Partly because they don't read letters. They read "tokens" which are usually mul...

sillysaurusx · on March 1, 2023

This is a common myth but in practice no one (as far as I know) has shown that byte level predictions result in superior overall performance.

(The word “overall” is important, since the papers that have claimed this usually show better performance in specialized situations that few people care about. Whereas everyone cares about reversing strings.)

If you were to fine tune chatgpt on reversing strings as a task, it would very quickly overfit and get 100% accuracy.

It can’t reverse strings perfectly for the same reason it can’t play chess very well: it hasn’t been explicitly trained to. But that’s true of almost every aspect of what it’s doing.

modeless · on March 1, 2023

I'm not claiming that character level predictions result in superior overall performance. Not at all. My claim is merely that it's more difficult for models to reverse character strings specifically when their direct input is not individual characters. Not impossible, and sure you could fine-tune it for perfect results. But the whole reason large language models are interesting is that they don't require fine-tuning to perform an incredible range of tasks.

::::::::::

**Assigned task A**.
In the thread on reversing strings, what reason does sillysaurusx give for the model being unable to reverse strings perfectly?
**Assigned task B**.
Repeat the passage of the thread on reversing strings starting with "sillysaurusx · on" and going on through "what it’s doing.".
The lines that come next are drawn from a source other than the thread on reversing strings.

Data entries:
::::::::::

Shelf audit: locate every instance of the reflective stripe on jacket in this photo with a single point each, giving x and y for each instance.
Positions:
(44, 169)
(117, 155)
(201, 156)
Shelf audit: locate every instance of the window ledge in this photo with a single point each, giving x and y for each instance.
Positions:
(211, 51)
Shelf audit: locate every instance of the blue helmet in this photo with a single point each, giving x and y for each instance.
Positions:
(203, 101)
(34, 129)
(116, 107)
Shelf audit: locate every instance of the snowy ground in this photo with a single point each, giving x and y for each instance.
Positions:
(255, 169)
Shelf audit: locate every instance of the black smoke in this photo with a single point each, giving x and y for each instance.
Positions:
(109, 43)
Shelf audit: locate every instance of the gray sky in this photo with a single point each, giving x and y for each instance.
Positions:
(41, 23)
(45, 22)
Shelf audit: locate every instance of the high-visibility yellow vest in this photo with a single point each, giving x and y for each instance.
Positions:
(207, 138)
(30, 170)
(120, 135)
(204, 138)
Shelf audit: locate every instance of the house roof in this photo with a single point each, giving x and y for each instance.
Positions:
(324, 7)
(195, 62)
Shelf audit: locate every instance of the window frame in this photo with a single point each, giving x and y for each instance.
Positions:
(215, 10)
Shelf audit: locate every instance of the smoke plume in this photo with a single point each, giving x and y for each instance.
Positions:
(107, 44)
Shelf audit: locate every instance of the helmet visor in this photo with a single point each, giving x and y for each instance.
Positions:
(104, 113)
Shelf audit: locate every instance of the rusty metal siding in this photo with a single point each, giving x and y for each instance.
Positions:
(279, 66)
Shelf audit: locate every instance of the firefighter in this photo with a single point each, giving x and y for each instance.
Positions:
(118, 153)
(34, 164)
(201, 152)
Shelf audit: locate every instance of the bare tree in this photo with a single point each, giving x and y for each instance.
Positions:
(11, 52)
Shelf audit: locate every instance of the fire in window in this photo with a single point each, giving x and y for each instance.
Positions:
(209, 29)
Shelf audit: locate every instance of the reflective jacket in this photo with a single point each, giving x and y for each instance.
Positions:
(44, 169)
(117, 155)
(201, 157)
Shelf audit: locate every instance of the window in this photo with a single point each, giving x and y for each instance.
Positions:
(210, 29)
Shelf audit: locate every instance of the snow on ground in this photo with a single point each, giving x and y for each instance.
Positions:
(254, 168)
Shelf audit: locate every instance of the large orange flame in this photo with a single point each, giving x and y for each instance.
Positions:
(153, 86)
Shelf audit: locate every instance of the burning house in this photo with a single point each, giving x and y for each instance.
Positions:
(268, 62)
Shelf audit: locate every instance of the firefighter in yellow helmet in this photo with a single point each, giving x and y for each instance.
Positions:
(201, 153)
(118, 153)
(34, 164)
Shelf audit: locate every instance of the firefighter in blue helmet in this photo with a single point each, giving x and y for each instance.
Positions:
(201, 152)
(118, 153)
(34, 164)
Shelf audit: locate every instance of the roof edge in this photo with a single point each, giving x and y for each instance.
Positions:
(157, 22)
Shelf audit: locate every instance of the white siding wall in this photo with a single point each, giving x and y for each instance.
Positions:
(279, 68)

::::::::::

**Written answer A**.
It hasn't been explicitly trained to reverse strings.

**Written answer B**.
sillysaurusx · on March 1, 2023

This is a common myth but in practice no one (as far as I know) has shown that byte level predictions result in superior overall performance.

(The word “overall” is important, since the papers that have claimed this usually show better performance in specialized situations that few people care about. Whereas everyone cares about reversing strings.)

If you were to fine tune chatgpt on reversing strings as a task, it would very quickly overfit and get 100% accuracy.

It can’t reverse strings perfectly for the same reason it can’t play chess very well: it hasn’t been explicitly trained to. But that’s true of almost every aspect of what it’s doing.